## BEGIN

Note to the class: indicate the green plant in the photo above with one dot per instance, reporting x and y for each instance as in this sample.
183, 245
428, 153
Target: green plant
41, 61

## END

#### [DIRECTIONS]
Copy out the full set of records precisely, leaving nothing out.

#### [FINISHED EXERCISE]
Note to the class: indicate the green plant in the photo above with one dot per instance, reporting x and y for each instance as in this sample.
183, 245
428, 153
Target: green plant
41, 61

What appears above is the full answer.